> _REQUIREMENTS_
In the records below, start at the line containing "Mark every instance of sky" and end with the line containing "28;119;49;162". Rewrite those lines with "blue jacket" changed to "navy jacket" and nothing else altered.

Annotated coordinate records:
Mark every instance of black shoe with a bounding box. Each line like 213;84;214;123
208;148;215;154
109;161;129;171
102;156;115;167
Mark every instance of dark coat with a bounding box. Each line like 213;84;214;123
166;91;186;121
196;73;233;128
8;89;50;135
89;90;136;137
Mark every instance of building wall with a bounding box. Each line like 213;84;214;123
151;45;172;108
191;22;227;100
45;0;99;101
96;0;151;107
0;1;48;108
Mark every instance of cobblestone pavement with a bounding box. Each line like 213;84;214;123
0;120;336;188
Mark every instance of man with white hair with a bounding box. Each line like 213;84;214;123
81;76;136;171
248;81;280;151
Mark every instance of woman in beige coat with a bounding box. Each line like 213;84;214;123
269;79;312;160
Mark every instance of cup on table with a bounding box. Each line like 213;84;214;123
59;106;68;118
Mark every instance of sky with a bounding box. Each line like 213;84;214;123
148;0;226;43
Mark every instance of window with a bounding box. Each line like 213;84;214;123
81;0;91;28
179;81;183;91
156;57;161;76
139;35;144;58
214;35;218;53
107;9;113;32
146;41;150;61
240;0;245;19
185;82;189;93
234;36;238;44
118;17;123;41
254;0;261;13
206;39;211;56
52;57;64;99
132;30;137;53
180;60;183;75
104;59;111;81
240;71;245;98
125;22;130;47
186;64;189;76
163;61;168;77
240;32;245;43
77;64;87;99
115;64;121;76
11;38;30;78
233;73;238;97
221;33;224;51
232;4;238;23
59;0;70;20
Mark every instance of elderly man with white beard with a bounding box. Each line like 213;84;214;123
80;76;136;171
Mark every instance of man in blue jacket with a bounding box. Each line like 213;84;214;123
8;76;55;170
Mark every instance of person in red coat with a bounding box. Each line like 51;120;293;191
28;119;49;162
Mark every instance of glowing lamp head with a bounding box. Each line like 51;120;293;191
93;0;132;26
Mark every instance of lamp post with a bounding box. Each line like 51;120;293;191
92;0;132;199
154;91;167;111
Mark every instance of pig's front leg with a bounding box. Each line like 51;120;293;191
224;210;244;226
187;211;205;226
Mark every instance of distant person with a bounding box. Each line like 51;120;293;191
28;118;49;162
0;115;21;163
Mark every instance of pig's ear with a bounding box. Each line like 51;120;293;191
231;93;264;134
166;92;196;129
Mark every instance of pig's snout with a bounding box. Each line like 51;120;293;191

> _EXPECTED ANSWER_
Mark every instance of sky with a bounding box. Each line like 213;84;214;123
148;0;226;43
Mark every instance of window with a bounding box. Each line like 213;84;214;123
81;0;91;28
179;81;183;91
156;57;161;76
139;35;144;58
214;35;218;53
107;9;113;32
146;41;150;61
240;0;245;19
185;82;189;93
234;36;238;44
118;17;123;41
254;0;261;13
206;39;211;56
52;57;64;99
132;30;137;53
180;60;183;75
104;59;111;81
240;71;245;98
125;22;130;47
186;64;189;76
163;61;168;77
240;32;245;43
77;64;87;99
115;64;121;76
11;38;30;78
233;73;238;97
221;33;224;51
232;4;238;23
59;0;70;20
Mark every instance of elderly man with white beard with a bounding box. Each line like 213;84;214;123
80;76;136;171
Mark every instance of man in navy jacket with a bounding box. Each line like 213;84;214;123
8;76;55;170
Mark every instance of person in red coat with a bounding box. Each line like 51;120;293;191
28;119;49;162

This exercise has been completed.